I have previously complained about Floraiku’s minimalism when it comes to revealing notes, so I feel strange complaining now about having “extras,” but I cannot smell either rose or patchouli. Why would they mention or use rose in perfume with the chosen name is puzzling. Maybe they were afraid it wouldn’t smell as sweet?..

I Am Not A Flower is quite pleasing to the smell; its packaging is luxurious and richly adorned; it is sweet; and in the drydown one could probably add that “to excess” part.

Floraiku I Am Not A Flower

I always thought that Floraiku perfumes were overpriced for what they were, so I didn’t really plan on buying any when I stopped by the brand’s booth at the Harrod’s Salon de Parfums. I tried the only two perfumes from the line that I hadn’t tried before. I Am Not A Flower was one of them, and I liked it immediately. At that time, it was “Harrod’s exclusive,” so for a short period of time I considered purchasing it as perfume from that trip. But it was more than twice as expensive as the “regular” Floraiku perfumes, and I couldn’t justify that price.

I Am Not A Flower would have stayed just a pleasant memory of that trip if it weren’t for an unexpected find: one of the perfume sites had it listed, probably by mistake, for the same price other Floraiku perfumes were sold, and I got a significant discount on top of it. I couldn’t pass on that deal.

I Am Not A Flower is luscious woody amber perfume with almost caramelized ginger. It is sweet and rather feminine. And it stays long on my skin, though close to it.

STATED EXERCISE 1:
In the perfume review, where did the writer first try I Am Not A Flower?
The perfume review above has nothing to do with the listing that comes next.

[Location identification listing]
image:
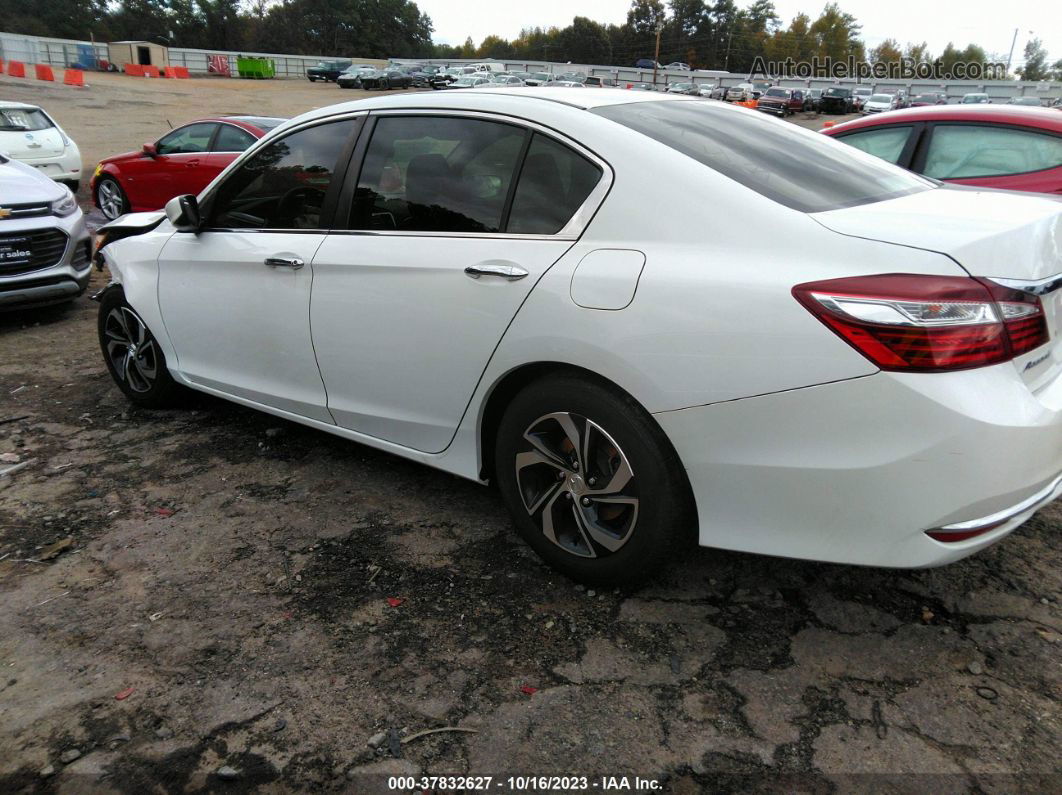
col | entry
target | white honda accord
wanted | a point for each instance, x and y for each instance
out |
(487, 282)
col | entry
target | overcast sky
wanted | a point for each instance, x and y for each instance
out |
(990, 23)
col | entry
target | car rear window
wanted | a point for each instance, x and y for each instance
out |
(21, 119)
(800, 170)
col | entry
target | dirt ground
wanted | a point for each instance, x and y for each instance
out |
(213, 600)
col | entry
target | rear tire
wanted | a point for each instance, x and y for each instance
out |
(133, 355)
(592, 483)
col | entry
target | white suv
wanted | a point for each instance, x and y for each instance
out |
(45, 248)
(29, 134)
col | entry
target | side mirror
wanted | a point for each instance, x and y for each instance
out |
(184, 213)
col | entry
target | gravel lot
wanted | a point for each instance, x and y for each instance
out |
(194, 590)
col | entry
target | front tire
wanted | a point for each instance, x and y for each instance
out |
(591, 482)
(110, 199)
(133, 355)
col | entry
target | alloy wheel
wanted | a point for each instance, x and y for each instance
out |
(110, 199)
(131, 348)
(577, 484)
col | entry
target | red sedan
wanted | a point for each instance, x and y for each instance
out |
(1007, 147)
(184, 160)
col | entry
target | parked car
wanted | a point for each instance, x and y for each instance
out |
(327, 70)
(468, 81)
(687, 88)
(30, 135)
(538, 79)
(859, 94)
(836, 100)
(928, 98)
(617, 420)
(878, 103)
(350, 78)
(987, 145)
(184, 160)
(384, 80)
(740, 92)
(781, 101)
(45, 247)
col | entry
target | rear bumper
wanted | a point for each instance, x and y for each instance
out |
(857, 471)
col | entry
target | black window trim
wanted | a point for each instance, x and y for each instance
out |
(209, 143)
(217, 134)
(919, 158)
(907, 153)
(327, 209)
(571, 230)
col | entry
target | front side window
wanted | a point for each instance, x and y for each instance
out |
(232, 139)
(189, 139)
(885, 142)
(284, 185)
(429, 173)
(959, 151)
(803, 171)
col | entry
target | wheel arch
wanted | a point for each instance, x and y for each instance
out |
(518, 378)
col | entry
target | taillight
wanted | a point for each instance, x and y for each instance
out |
(925, 324)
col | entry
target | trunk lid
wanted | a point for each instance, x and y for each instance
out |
(1014, 238)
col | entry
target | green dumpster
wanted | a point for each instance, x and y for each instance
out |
(255, 68)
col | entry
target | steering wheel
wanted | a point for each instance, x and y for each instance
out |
(287, 206)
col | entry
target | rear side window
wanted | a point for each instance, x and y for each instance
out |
(189, 139)
(959, 151)
(284, 185)
(553, 184)
(429, 173)
(803, 171)
(885, 142)
(232, 139)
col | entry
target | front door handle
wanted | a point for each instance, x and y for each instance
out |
(506, 271)
(293, 262)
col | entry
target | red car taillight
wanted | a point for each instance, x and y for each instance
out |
(926, 324)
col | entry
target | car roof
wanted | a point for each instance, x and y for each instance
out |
(507, 97)
(1025, 116)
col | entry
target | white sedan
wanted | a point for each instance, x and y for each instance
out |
(483, 281)
(29, 134)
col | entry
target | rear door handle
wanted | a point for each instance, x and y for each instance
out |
(506, 271)
(293, 262)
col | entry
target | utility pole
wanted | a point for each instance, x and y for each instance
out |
(656, 57)
(1011, 54)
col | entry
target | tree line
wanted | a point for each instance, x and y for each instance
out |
(706, 34)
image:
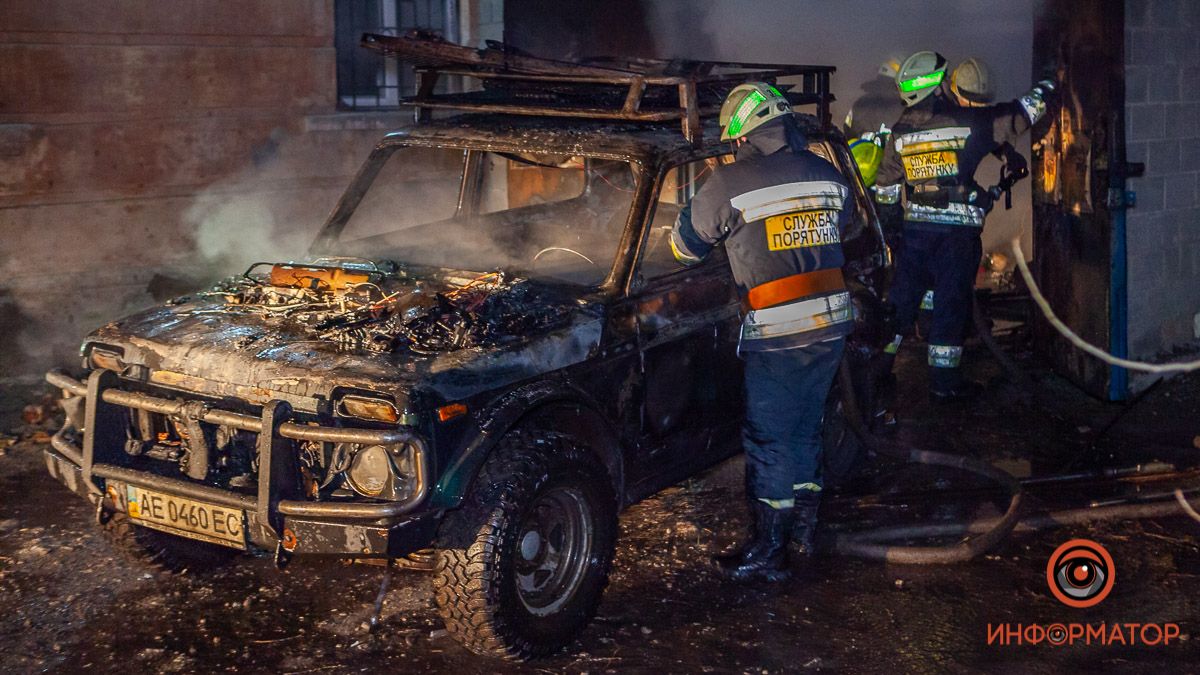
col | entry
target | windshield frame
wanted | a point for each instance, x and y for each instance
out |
(328, 238)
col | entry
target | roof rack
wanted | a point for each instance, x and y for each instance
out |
(609, 89)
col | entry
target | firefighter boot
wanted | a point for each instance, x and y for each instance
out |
(804, 530)
(765, 556)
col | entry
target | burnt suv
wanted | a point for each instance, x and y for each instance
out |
(487, 354)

STATED EXERCISE 2:
Collect every line of the listing that contains the word "handle", copying each one in full.

TASK RESPONSE 1:
At the brand's booth at the Harrod's Salon de Parfums.

TASK RESPONSE 2:
target | front door handle
target | rear door handle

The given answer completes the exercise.